Rewrite each line of the material from the line with "of the traffic" through the end of the material, both ends included, adding -78 to every number in the answer coordinates.
▼▼▼
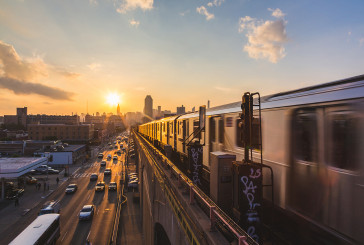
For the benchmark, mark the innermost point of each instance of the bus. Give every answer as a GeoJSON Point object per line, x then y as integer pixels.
{"type": "Point", "coordinates": [43, 230]}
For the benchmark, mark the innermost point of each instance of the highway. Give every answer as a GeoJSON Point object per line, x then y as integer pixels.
{"type": "Point", "coordinates": [97, 230]}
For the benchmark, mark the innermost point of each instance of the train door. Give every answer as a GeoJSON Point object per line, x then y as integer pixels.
{"type": "Point", "coordinates": [168, 129]}
{"type": "Point", "coordinates": [342, 157]}
{"type": "Point", "coordinates": [160, 132]}
{"type": "Point", "coordinates": [176, 130]}
{"type": "Point", "coordinates": [184, 129]}
{"type": "Point", "coordinates": [307, 175]}
{"type": "Point", "coordinates": [212, 134]}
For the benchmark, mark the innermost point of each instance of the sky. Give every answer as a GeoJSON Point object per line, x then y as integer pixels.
{"type": "Point", "coordinates": [68, 56]}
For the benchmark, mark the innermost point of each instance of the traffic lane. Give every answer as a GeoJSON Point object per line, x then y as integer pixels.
{"type": "Point", "coordinates": [106, 207]}
{"type": "Point", "coordinates": [103, 219]}
{"type": "Point", "coordinates": [71, 204]}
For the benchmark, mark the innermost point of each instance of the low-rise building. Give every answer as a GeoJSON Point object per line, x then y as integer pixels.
{"type": "Point", "coordinates": [53, 119]}
{"type": "Point", "coordinates": [76, 133]}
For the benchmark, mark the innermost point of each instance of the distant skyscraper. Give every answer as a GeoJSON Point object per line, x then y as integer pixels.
{"type": "Point", "coordinates": [148, 106]}
{"type": "Point", "coordinates": [118, 110]}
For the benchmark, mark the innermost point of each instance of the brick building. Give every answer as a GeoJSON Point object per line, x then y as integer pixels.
{"type": "Point", "coordinates": [80, 133]}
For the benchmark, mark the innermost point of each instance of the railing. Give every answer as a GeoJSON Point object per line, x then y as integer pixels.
{"type": "Point", "coordinates": [217, 217]}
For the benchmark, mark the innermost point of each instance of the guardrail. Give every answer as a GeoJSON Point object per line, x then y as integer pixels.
{"type": "Point", "coordinates": [216, 215]}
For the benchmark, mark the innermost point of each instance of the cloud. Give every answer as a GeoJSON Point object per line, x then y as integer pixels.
▲▲▲
TASK RESPONSE:
For the benchmark, mark the innermost point of each instance of the traffic lane. Give every answer as a GeoJSON Point object per line, x then y as integer pixels.
{"type": "Point", "coordinates": [28, 129]}
{"type": "Point", "coordinates": [25, 141]}
{"type": "Point", "coordinates": [-7, 126]}
For the benchmark, mark the innermost point of each instance of the low-rise building. Give every answer as a GeoJSON Point object per line, x then y as integer pixels.
{"type": "Point", "coordinates": [-25, 41]}
{"type": "Point", "coordinates": [-2, 55]}
For the benchmark, mark the innermost point of each instance of the distant skyscraper. Give every answer as a GeoJSON Point object per line, x then y as integer pixels.
{"type": "Point", "coordinates": [70, 28]}
{"type": "Point", "coordinates": [40, 32]}
For the benchmark, mark the innermost point of each instance of the brick building. Give every answer as a GeoJSON Point object per line, x then y as integer pixels.
{"type": "Point", "coordinates": [2, 55]}
For the benchmark, mark the innermost point of each instance of the railing. Give every answer as a GeoJSON Point object per line, x then y as integer pixels.
{"type": "Point", "coordinates": [139, 139]}
For the benchmark, mark the innermost point of each instance of the guardrail. Give every answer as a GeoJSON Point object per line, x then y as integer pixels.
{"type": "Point", "coordinates": [138, 137]}
For the benchmark, mark the innermost point of each instance of the cloud. Give every answer as a GeoJSON Point object per line, x then y as integer pixels.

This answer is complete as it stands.